# TEXT SECTION start

Week 7 Recap: Doug Baldwin left Seattle’s game in San Francisco with an ankle injury, not that he did that much (2 rec., 15 yds.) prior to getting hurt. Chris Givens made some sort of contribution across the board (73 receiving, 50 return, 14 rushing yds.), while Josh Gordon and Denarius Moore each caught a touchdown pass despite totaling six catches combined.
Jeremy Kerley, New York Jets
Kerley has 15 receptions for 238 yards over his last three games combined. He went for seven and 120 as Mark Sanchez threw for a season-high 328 yards in the Jets’ overtime loss to New England. Although Kerley hasn't scored a touchdown since Week 3, it’s pretty clear he’s become Sanchez’ No. 1 target.
Santana Moss, Washington Redskins
The Redskins brought in several wide receivers during the offseason, most notably Pierre Garcon, but it’s the veteran Moss who continues to produce. Garcon has pretty much been a no-show since Week 1 because of nagging foot issues, while Moss is leading the team in touchdown catches (4), second in receiving yards (290) and third in receptions (19). Moss has three scores in his last three games, including two against the Giants on Sunday. With Garcon likely out until at least Washington’s bye in Week 10, there’s no reason to think Robert Griffin III won’t continue to look Moss’ way.
Cecil Shorts, Jacksonville Jaguars
His costly fumble set up the Raiders’ game-winning field goal in overtime, but Shorts also caught a 42-yard touchdown pass to help stake the Jaguars to an early 14-point lead. In fact, Shorts has far and away been Jacksonville’s most productive wide receiver this season. He leads the team in touchdown receptions (3) as well as receiving yards by a wide margin (284 to 136 for the next Jaguar). He has five catches that have gone for 20 or more yards, including a season-long 80-yard touchdown reception against Indianapolis. One caveat regarding Shorts would be if Blaine Gabbert ends up sidelined after suffering a shoulder injury against the Raiders. Backup Chad Henne hasn’t been effective the time he’s been under center for the Jaguars this season.
Nate Washington, Tennessee Titans
Since catching just two passes in Week 2, Washington has had at least three receptions and 43 yards receiving since. He had a season-high six receptions for 43 yards on Sunday against Buffalo, including what proved to be the game-winning touchdown in the fourth quarter. Washington seems to have rediscovered his chemistry with Matt Hasselbeck and it looks like the two veterans will have the chance to do some more damage at least one more week.

# TEXT SECTION end
# PROVIDED RECORDS start

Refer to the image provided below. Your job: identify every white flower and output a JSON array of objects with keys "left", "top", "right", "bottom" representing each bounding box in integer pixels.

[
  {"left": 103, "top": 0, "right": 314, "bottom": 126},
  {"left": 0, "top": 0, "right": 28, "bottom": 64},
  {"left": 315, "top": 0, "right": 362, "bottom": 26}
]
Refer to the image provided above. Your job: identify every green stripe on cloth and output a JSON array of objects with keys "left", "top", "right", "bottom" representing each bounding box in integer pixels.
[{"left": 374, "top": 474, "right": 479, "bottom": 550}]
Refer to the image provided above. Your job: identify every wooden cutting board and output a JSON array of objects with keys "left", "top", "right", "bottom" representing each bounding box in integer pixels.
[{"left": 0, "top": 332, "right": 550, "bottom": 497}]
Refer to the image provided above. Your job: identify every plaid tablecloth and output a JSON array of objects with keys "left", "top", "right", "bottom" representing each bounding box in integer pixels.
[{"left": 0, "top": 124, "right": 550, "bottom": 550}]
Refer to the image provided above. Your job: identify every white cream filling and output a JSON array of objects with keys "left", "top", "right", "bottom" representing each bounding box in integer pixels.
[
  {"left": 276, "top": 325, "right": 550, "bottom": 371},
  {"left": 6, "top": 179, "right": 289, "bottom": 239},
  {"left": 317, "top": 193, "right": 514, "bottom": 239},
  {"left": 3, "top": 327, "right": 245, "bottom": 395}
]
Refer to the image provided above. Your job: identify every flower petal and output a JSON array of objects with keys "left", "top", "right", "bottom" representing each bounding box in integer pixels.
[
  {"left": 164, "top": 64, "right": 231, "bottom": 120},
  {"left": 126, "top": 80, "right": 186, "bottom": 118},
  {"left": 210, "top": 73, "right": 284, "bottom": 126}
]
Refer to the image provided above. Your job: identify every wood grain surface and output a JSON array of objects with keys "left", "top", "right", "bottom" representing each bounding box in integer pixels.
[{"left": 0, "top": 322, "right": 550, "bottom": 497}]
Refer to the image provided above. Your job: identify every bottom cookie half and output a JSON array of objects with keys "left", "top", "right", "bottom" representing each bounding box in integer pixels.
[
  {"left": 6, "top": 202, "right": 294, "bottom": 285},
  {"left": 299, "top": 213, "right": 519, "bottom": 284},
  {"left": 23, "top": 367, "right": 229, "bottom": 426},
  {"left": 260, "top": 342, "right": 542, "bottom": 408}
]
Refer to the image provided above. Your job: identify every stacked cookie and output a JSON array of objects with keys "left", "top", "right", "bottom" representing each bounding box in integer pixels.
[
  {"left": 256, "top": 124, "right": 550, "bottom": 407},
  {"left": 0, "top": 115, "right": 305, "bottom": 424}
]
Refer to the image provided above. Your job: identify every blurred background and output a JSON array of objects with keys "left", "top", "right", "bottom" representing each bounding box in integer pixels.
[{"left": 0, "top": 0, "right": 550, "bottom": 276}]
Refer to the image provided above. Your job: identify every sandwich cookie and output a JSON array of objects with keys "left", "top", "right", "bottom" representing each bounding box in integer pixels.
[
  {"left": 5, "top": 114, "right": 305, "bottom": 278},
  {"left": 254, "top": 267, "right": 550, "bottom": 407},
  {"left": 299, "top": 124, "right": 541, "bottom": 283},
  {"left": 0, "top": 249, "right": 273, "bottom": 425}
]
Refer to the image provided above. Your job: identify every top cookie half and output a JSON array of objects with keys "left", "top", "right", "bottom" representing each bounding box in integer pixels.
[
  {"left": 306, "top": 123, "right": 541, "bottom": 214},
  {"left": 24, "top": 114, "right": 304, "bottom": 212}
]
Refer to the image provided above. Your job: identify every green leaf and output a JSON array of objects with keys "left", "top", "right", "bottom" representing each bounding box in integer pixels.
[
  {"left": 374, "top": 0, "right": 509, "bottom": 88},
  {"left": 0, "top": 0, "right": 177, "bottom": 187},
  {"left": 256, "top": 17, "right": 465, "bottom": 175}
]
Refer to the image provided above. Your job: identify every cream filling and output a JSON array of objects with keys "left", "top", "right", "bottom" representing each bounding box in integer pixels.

# PROVIDED RECORDS end

YOUR INSTRUCTIONS: Please write out the wide receiver rundown from "Cecil Shorts, Jacksonville" to "Jaguars this season.", replacing "fumble" with "turnover".

EXERCISE RESPONSE:
Cecil Shorts, Jacksonville Jaguars
His costly turnover set up the Raiders’ game-winning field goal in overtime, but Shorts also caught a 42-yard touchdown pass to help stake the Jaguars to an early 14-point lead. In fact, Shorts has far and away been Jacksonville’s most productive wide receiver this season. He leads the team in touchdown receptions (3) as well as receiving yards by a wide margin (284 to 136 for the next Jaguar). He has five catches that have gone for 20 or more yards, including a season-long 80-yard touchdown reception against Indianapolis. One caveat regarding Shorts would be if Blaine Gabbert ends up sidelined after suffering a shoulder injury against the Raiders. Backup Chad Henne hasn’t been effective the time he’s been under center for the Jaguars this season.